>> Begin Given data

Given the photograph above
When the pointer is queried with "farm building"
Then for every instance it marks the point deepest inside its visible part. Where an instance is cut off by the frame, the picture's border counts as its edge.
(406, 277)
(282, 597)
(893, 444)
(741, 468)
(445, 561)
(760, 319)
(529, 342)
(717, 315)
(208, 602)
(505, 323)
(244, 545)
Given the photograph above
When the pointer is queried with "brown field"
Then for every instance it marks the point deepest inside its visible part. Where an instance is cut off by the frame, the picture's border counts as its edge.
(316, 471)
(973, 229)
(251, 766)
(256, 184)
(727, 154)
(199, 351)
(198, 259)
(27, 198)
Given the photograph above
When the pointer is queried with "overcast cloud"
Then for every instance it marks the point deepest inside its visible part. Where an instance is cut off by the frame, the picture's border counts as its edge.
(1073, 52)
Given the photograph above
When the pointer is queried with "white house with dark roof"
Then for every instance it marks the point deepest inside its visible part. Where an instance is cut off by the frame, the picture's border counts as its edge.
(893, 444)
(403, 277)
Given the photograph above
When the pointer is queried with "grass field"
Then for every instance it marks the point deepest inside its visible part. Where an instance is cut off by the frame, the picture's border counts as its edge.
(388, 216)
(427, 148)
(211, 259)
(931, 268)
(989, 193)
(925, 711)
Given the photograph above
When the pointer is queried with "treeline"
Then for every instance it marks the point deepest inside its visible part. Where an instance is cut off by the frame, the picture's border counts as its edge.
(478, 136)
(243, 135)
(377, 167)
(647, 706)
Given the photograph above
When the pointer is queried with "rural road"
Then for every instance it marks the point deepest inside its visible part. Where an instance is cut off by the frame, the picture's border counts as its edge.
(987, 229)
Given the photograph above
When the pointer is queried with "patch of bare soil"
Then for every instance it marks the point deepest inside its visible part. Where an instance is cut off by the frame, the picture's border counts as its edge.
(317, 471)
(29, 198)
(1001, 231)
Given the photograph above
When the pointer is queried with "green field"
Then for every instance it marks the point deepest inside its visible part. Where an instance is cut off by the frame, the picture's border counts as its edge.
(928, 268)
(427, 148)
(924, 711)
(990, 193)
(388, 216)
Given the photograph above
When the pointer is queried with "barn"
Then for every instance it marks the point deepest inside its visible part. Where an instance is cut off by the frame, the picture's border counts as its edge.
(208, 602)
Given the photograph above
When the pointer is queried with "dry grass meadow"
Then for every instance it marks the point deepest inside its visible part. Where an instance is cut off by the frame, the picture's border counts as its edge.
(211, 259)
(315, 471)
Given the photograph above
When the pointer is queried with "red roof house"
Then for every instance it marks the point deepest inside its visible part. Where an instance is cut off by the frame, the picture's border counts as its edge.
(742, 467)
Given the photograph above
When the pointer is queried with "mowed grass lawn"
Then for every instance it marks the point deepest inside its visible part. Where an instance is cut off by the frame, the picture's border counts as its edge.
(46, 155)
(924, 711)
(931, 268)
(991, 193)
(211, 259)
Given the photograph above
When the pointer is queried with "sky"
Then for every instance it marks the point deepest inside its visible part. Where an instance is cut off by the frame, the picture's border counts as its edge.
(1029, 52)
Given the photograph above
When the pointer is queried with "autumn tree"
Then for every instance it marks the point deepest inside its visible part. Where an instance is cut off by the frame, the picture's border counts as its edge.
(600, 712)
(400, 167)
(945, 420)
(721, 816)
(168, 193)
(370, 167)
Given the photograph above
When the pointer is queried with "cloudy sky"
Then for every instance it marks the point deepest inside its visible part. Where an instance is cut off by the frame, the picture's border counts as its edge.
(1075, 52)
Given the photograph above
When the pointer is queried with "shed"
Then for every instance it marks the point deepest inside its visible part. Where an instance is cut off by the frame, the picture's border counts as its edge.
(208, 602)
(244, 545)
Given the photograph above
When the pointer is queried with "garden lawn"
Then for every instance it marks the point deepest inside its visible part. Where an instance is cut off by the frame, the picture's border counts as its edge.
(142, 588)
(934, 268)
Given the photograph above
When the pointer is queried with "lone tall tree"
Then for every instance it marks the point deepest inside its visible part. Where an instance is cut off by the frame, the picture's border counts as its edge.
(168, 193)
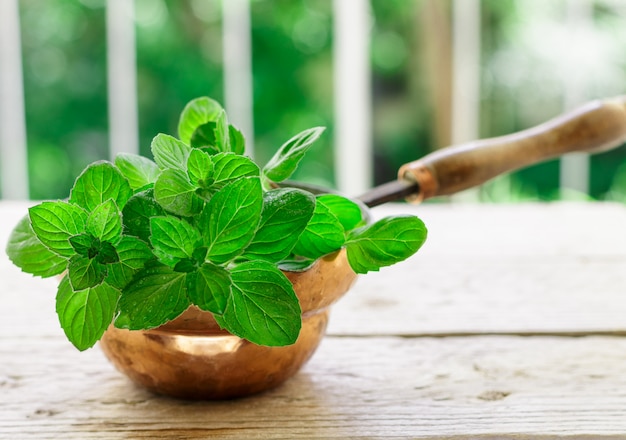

>> End Given data

Exercise description |
List every line of the rows above that contains the word "lawn", matching case exactly.

Response |
When the pointer is queried with "mowed grass lawn"
When the pointer is queried with "garden lawn"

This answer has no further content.